### Problem
Write every line of the records below as a JSON list of strings, one string per line, skipping blank lines and leaving out the pictures.

▶

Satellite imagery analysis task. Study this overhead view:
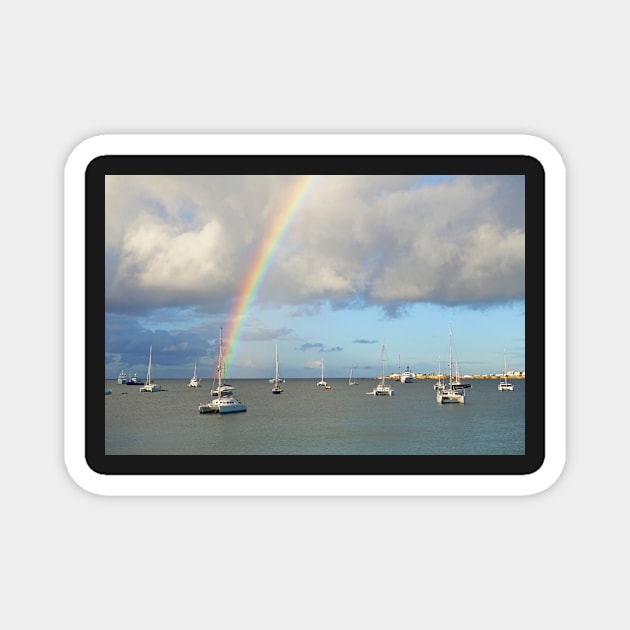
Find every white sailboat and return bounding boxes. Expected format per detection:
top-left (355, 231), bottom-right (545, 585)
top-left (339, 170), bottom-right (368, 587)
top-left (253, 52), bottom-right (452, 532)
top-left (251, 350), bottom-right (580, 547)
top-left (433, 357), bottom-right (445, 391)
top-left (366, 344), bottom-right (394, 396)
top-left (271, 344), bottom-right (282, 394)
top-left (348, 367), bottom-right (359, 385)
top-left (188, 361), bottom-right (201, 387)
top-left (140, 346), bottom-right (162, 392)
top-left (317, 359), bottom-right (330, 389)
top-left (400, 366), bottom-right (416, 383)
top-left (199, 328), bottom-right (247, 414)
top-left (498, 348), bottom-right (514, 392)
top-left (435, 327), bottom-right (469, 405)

◀

### Complete response
[
  "Satellite imagery analysis task. Study this overhead view:",
  "Find every white sailboat and return bounding boxes. Expected format per detection:",
  "top-left (355, 231), bottom-right (545, 585)",
  "top-left (339, 170), bottom-right (368, 587)",
  "top-left (253, 52), bottom-right (452, 532)",
  "top-left (251, 350), bottom-right (580, 547)",
  "top-left (433, 357), bottom-right (445, 391)",
  "top-left (366, 344), bottom-right (394, 396)",
  "top-left (271, 344), bottom-right (282, 394)",
  "top-left (348, 367), bottom-right (359, 385)",
  "top-left (188, 361), bottom-right (201, 387)",
  "top-left (140, 346), bottom-right (162, 392)",
  "top-left (317, 359), bottom-right (330, 389)",
  "top-left (400, 366), bottom-right (416, 383)",
  "top-left (199, 328), bottom-right (247, 414)",
  "top-left (498, 348), bottom-right (514, 392)",
  "top-left (435, 327), bottom-right (469, 405)"
]